练习要求 = 把下面的清单从头到尾原样抄写一遍，每一行都不要改动。
#####
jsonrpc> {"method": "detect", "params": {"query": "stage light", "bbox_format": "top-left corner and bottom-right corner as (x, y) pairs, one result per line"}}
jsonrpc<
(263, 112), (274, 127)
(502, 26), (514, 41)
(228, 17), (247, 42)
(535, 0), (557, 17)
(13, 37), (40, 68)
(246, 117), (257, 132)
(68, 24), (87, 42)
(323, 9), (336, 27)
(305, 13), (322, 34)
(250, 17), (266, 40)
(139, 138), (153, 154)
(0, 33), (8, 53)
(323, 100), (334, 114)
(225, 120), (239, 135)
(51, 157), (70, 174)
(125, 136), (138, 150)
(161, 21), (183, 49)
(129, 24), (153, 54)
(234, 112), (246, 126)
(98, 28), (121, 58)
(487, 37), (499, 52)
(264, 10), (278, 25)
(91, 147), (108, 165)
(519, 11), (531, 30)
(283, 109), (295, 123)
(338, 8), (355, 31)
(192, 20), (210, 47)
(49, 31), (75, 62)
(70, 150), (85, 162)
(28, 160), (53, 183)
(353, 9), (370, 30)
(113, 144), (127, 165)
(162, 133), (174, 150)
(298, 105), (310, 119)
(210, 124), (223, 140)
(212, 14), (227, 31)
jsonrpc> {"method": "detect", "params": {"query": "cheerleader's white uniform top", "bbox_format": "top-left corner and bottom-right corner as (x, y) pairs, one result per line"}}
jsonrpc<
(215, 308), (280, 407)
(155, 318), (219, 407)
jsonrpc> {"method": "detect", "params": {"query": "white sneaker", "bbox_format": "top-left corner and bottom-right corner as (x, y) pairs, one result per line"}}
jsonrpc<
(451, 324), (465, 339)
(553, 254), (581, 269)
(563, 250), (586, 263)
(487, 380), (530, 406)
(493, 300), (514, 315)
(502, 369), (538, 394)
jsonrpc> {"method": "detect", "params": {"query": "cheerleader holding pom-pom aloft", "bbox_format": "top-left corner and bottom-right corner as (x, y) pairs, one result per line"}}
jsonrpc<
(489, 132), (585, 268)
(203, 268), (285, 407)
#####
任务答案 =
jsonrpc> {"method": "detect", "params": {"query": "stage light", "bbox_format": "top-left corner and bottom-right corner as (x, y) pairs, one result per line"}}
jsonrpc<
(263, 112), (274, 127)
(502, 26), (514, 41)
(228, 17), (247, 42)
(535, 0), (557, 17)
(13, 37), (40, 68)
(246, 117), (257, 132)
(68, 24), (87, 42)
(323, 9), (336, 27)
(305, 13), (322, 34)
(250, 17), (266, 40)
(139, 138), (153, 154)
(0, 33), (8, 53)
(323, 100), (334, 114)
(225, 120), (239, 135)
(51, 157), (70, 174)
(125, 136), (138, 150)
(161, 21), (183, 49)
(129, 24), (153, 54)
(234, 112), (246, 126)
(98, 28), (121, 58)
(487, 37), (499, 52)
(264, 10), (278, 25)
(91, 147), (108, 165)
(519, 11), (531, 30)
(283, 109), (295, 123)
(338, 8), (355, 31)
(192, 20), (210, 47)
(49, 31), (75, 62)
(70, 150), (85, 162)
(28, 160), (53, 183)
(353, 9), (370, 30)
(113, 144), (127, 165)
(162, 133), (174, 150)
(298, 105), (310, 119)
(210, 124), (223, 140)
(212, 14), (227, 31)
jsonrpc> {"method": "detect", "params": {"query": "cheerleader's white uniform top", "bbox_format": "top-left corner and bottom-right corner as (x, y) pairs, one result per line"}}
jsonrpc<
(215, 308), (280, 407)
(155, 318), (219, 407)
jsonrpc> {"method": "detect", "params": {"query": "white sneaker", "bbox_format": "top-left corner and bottom-right corner as (x, y) pairs, one result per line"}}
jsonrpc<
(451, 324), (465, 339)
(553, 254), (581, 269)
(563, 250), (586, 263)
(487, 380), (530, 406)
(493, 300), (514, 315)
(502, 369), (538, 394)
jsonrpc> {"method": "detect", "params": {"query": "cheerleader holding pom-pom aloft", "bbox_format": "top-left corner and bottom-right corner as (x, y) pairs, one result per line"}}
jsonrpc<
(489, 132), (585, 268)
(203, 268), (285, 407)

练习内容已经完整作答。